**How to complete this task:** Make an exact copy of all the entries, with the pictures left out.

**Dataset excerpts:**

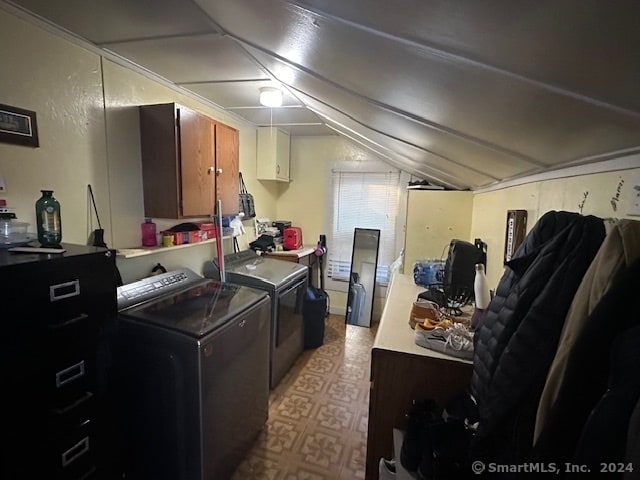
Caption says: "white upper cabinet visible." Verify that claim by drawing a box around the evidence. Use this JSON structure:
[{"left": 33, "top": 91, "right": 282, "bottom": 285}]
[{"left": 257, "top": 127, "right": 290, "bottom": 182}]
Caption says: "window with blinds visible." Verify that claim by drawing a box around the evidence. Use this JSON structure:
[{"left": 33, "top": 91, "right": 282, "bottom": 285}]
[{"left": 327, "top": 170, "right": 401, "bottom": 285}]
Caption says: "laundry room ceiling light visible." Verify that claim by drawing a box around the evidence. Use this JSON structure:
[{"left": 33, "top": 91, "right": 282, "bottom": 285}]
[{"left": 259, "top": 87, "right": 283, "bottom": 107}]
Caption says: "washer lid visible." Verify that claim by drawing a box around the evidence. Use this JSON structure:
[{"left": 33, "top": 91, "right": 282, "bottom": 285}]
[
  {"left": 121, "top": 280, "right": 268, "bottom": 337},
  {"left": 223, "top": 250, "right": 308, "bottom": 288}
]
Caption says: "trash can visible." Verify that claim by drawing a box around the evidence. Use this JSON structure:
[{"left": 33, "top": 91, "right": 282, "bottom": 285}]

**Exercise response:**
Caption says: "white upper cabinet visible." Verify that claim by drawing a box around the evidence. Use this JSON structure:
[{"left": 33, "top": 91, "right": 282, "bottom": 285}]
[{"left": 257, "top": 127, "right": 290, "bottom": 182}]
Caption says: "window with blinds visible." Verify that claim by drawing a box around the evidence. Use this JSON structure:
[{"left": 33, "top": 91, "right": 282, "bottom": 285}]
[{"left": 327, "top": 170, "right": 401, "bottom": 285}]
Caption says: "laundry room ceiling light visible." Verify that claim by drawing a box around the evidence. Use this JSON structure:
[{"left": 33, "top": 91, "right": 282, "bottom": 285}]
[{"left": 259, "top": 87, "right": 283, "bottom": 107}]
Caption says: "washer lid visible." Verify that claim by drawing a box around the evidence. Use this JSON structure:
[{"left": 33, "top": 91, "right": 282, "bottom": 285}]
[
  {"left": 121, "top": 280, "right": 268, "bottom": 337},
  {"left": 223, "top": 250, "right": 308, "bottom": 288}
]
Caption says: "trash can visible." Verify that claim by drawing a box around the evidence. Use this JSON structure:
[{"left": 33, "top": 91, "right": 282, "bottom": 285}]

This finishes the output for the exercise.